Source excerpt ::
With mortality in mind, one’s reactions are nullified. Addictions pan away. We are also more able to face death, without fear. Fears of others, of the darkness, of the unknown, they fade as well.
In Eastern terminology, this is called impermanence. It is a non-popular belief to identify that we (and other things) are not permanent.
“Well of course I’m not permanent,” someone will say… but that’s now how they act. When kids do dangerous things, when adults go on hiking treks by themselves, when people act “stupid,” they act in a way of permanence.
By meditating on one’s own impermanent nature, one can find a path out of body identification.
When people die slowly, they adjust to the end. This adjustment brings a peace towards the end (for most.) At first hearing the news they are going to die, people are scared or sad or depressed. As time moves along, they adjust. They begin to put their lives in order.
Consider that phrase, “putting things in order.” They re-prioritize their lives. The really important things are moved to the top (friends, family, etc.) The non important things (work, computer games, getting drunk, addictions) are thrown off the list.
Impermanence is the gateway to releasing ourselves from delusion. Without which, I can not see a way to resonate with life spiritually.
Wars Against Death
We all die. We know that.
Well most of us do. Some of us may choose to think that we can literally live forever in some human body hybrid. I try to not think like that. In doing so, it opens the door to living without consequence.
While you may believe in Karma (actions and consequences), if you at the same time believe you’ll exist in finite form eternally… even with a perfect body without blemish, the whole idea seems suspicious.
We may consider it would be like having the body of a Greek god. Maybe we could even do miracles, etc. But our frame of reference is still finite.
Don’t you see? You are still relating to the greater (God, Universe, Mind, Emptiness) from something finite (a body, or construct that is outside the greater.)
You are speaking of eternal ignorance.
Yet there is a movement that believes it will achieve this. Perhaps technology will be able to do this. What of overpopulation? More frustrations and more war as a result?
Ah, well maybe the “you” they create is your consciousness on a microchip in a virtual reality. That’s fine and I’m not one to stop the idea. However you slice it, we’re still dealing with a finite form of existence. How much of the greater could they experience?
The outside danger is that such people create their own tapestry of mythos, saying that “death is satan.” That “darkness,” is the enemy… and in doing so they create fears and anxieties and attachment to ego (their body.)
Living eternal has merit if we think of it as a vast existence: In spirit form or non-corporeal manifestation.
Just imagine how bored you would be, living century after century in your body. Such a person would no doubt pick up one vice after another. The reason it would be hell, is that the eternal life would be trapped in a body that is of limited experience.
Would you enjoy being eternal in the body of a snail? No? Really? Well then, why would you want to be eternal in human form?

To-do list ::
- a) Extract the stretch of the essay on impermanence from "Living eternal has" through "of limited experience.".
- b) Rename "cabin door" to "hatch" in the stretch of entries from the line containing "Practice: put a marker on each instance of the cabin" through the end of the entries. Return only those lines, with everything else unchanged.
The essay on impermanence has no connection to the entries that follow it.

Listing ::
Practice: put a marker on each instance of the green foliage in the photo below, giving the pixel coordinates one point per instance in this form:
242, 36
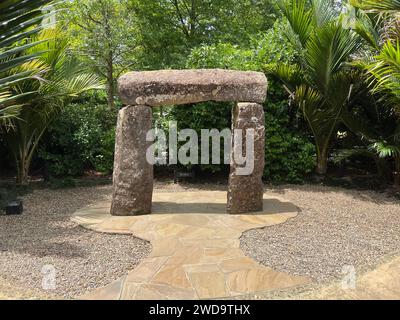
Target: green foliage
289, 156
82, 138
61, 81
102, 35
167, 30
320, 83
19, 20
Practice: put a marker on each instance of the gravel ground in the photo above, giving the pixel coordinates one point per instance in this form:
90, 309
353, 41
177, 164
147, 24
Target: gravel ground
44, 235
336, 228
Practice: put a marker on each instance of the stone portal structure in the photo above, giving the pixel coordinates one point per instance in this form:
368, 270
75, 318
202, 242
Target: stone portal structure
133, 175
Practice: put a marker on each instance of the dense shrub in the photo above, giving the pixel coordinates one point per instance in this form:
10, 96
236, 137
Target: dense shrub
289, 156
82, 137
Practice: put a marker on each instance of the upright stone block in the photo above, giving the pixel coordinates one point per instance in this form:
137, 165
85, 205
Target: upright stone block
133, 175
245, 192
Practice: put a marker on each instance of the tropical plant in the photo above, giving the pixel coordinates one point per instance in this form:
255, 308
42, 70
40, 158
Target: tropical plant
61, 80
19, 20
384, 73
321, 81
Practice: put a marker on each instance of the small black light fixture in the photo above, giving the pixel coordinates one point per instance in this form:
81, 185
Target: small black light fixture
14, 208
180, 174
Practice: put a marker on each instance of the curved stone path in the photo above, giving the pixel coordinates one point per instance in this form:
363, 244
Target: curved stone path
196, 251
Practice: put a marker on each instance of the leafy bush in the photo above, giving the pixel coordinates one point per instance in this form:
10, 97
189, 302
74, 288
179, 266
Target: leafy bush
289, 156
81, 138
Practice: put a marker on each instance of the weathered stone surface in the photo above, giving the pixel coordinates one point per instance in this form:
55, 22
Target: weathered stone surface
245, 192
133, 175
174, 87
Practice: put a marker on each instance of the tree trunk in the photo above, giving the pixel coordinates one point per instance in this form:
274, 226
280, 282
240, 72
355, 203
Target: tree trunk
23, 171
322, 162
110, 83
397, 171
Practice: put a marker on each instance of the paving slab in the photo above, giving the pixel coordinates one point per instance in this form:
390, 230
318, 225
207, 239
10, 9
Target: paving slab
196, 252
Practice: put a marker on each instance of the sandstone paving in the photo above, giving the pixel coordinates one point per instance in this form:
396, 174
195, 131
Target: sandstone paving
195, 253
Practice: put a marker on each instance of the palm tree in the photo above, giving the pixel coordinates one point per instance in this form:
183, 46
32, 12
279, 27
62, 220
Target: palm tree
19, 20
321, 83
61, 79
384, 70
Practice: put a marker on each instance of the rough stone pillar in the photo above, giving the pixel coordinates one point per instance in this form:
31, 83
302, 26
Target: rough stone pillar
245, 192
133, 175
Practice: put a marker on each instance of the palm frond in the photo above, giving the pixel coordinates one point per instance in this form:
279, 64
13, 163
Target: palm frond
377, 5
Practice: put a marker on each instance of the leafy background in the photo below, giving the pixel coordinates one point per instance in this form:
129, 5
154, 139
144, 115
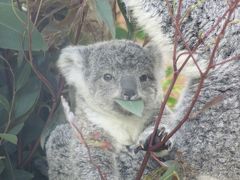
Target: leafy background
31, 36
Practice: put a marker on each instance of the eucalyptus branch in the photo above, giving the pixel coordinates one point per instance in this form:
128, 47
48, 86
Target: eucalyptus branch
176, 19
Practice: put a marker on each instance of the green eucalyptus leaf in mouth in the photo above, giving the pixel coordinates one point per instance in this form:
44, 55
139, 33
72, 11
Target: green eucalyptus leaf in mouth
135, 107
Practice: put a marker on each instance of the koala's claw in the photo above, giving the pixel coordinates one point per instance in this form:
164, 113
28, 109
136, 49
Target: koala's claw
160, 136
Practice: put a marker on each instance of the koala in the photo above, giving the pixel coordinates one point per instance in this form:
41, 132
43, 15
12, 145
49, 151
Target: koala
99, 74
210, 142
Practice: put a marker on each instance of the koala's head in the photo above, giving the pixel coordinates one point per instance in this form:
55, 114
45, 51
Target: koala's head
106, 71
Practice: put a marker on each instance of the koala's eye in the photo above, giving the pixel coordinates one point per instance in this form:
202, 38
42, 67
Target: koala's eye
107, 77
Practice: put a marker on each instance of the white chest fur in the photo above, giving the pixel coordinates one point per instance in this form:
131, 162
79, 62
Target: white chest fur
125, 130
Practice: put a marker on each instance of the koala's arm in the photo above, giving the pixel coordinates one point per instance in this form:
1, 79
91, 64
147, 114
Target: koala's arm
69, 159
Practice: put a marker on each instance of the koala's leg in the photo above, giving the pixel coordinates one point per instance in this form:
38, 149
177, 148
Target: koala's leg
69, 159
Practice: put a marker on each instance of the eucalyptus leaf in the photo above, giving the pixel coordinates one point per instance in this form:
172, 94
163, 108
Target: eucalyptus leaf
9, 137
23, 76
136, 107
16, 129
27, 97
4, 103
14, 31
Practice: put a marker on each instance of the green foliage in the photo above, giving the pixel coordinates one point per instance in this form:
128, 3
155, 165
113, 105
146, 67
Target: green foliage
14, 28
135, 107
30, 88
104, 13
173, 171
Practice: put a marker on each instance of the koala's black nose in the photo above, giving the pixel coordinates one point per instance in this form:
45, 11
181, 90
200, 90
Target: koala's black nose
129, 87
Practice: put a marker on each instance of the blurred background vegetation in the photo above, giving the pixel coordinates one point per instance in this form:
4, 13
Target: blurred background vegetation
31, 36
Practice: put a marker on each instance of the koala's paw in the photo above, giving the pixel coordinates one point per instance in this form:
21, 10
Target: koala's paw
159, 137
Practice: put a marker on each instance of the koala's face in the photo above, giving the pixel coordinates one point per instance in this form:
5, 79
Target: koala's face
118, 70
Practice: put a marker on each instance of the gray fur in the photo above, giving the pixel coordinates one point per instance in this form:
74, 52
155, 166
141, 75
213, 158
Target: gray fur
210, 142
100, 119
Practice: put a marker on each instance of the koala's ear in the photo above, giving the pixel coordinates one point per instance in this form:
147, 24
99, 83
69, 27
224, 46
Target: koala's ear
71, 64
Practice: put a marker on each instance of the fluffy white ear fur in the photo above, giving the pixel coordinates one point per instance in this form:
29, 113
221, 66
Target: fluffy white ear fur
70, 64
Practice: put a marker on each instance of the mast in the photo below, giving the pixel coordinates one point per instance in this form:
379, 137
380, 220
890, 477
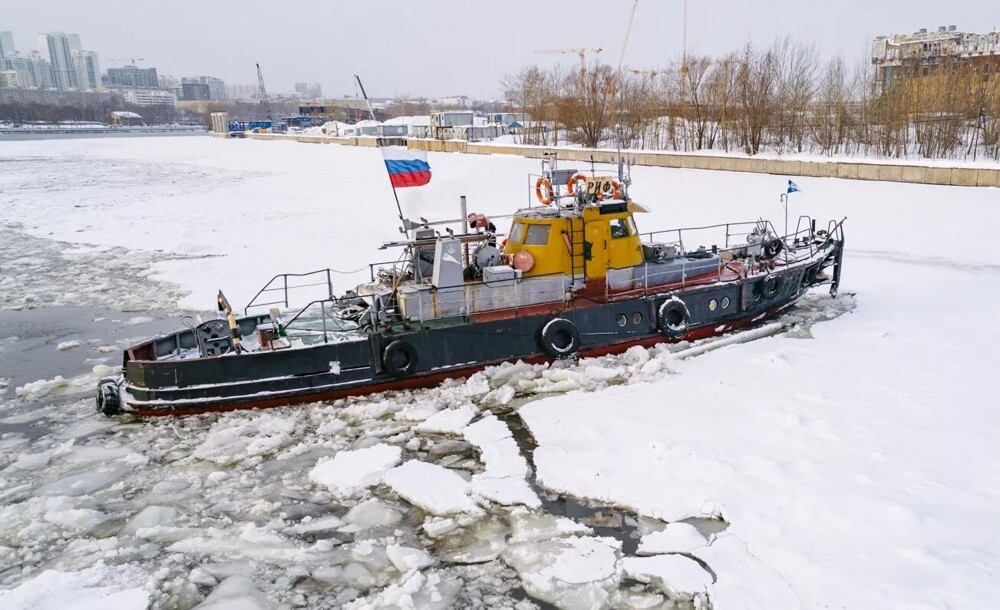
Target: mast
378, 144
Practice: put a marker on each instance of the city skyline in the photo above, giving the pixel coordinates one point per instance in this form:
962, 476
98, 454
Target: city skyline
411, 48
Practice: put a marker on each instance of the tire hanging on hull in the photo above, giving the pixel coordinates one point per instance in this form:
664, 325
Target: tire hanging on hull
560, 338
673, 318
399, 359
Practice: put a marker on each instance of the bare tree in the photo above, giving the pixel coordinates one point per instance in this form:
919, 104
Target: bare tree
756, 81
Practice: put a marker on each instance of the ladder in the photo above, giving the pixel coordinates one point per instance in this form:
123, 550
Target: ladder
579, 253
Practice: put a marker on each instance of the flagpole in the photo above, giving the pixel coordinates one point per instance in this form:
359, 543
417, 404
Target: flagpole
784, 202
378, 144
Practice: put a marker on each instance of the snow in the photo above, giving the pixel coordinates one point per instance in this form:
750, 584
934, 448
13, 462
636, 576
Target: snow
408, 558
674, 538
56, 590
568, 572
503, 481
433, 488
854, 458
350, 471
677, 573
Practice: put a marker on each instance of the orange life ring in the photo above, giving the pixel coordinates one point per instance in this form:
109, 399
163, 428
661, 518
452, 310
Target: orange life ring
617, 190
545, 198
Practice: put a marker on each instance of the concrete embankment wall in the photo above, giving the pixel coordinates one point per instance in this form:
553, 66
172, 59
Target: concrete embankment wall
919, 174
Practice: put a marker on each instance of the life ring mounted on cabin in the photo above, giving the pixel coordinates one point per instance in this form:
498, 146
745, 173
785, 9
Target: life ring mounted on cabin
399, 359
560, 338
596, 186
544, 191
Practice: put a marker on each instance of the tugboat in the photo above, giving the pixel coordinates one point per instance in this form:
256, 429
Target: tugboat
572, 278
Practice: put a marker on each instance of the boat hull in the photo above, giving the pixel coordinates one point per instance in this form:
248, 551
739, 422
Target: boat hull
451, 349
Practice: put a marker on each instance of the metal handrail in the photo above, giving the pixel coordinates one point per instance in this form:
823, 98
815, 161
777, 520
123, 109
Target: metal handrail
284, 288
323, 316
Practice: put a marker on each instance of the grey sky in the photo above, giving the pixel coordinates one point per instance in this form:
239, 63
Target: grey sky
450, 47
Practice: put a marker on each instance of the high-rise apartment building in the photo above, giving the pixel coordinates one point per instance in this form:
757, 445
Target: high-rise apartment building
925, 52
216, 86
6, 44
309, 91
88, 70
58, 46
194, 91
243, 92
131, 76
33, 71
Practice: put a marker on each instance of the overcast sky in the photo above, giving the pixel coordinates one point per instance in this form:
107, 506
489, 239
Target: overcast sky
450, 47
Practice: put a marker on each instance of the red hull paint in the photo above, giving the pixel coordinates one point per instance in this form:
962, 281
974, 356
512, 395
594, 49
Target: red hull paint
426, 381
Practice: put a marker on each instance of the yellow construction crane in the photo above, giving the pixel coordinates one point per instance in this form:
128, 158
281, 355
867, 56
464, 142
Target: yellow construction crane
582, 52
628, 30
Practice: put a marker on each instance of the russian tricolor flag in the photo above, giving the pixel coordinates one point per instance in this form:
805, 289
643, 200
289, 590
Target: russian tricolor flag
406, 167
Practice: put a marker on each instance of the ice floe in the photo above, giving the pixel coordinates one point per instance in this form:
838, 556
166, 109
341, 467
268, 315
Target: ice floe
433, 488
350, 471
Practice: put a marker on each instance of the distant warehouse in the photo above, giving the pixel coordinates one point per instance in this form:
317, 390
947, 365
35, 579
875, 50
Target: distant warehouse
923, 52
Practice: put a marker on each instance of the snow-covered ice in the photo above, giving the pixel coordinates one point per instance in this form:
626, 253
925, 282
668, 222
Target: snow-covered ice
431, 487
854, 459
674, 538
351, 471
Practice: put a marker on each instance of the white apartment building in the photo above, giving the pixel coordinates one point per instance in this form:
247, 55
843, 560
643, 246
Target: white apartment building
6, 43
88, 70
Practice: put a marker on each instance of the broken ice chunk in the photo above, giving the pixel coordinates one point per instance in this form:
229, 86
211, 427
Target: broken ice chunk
431, 487
351, 471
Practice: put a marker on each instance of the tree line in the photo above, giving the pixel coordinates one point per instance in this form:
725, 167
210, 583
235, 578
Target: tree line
782, 98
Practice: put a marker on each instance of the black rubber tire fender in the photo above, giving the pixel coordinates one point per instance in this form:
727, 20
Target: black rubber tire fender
773, 285
560, 338
399, 358
672, 318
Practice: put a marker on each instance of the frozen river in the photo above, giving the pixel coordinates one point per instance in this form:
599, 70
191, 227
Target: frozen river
847, 459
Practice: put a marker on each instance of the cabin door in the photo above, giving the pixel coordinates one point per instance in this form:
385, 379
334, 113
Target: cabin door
597, 237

Results ::
- a)
Living eternal has merit if we think of it as a vast existence: In spirit form or non-corporeal manifestation.
Just imagine how bored you would be, living century after century in your body. Such a person would no doubt pick up one vice after another. The reason it would be hell, is that the eternal life would be trapped in a body that is of limited experience.

- b)
Practice: put a marker on each instance of the hatch in the photo above, giving the pixel coordinates one point per instance in this form:
385, 379
334, 113
Target: hatch
597, 237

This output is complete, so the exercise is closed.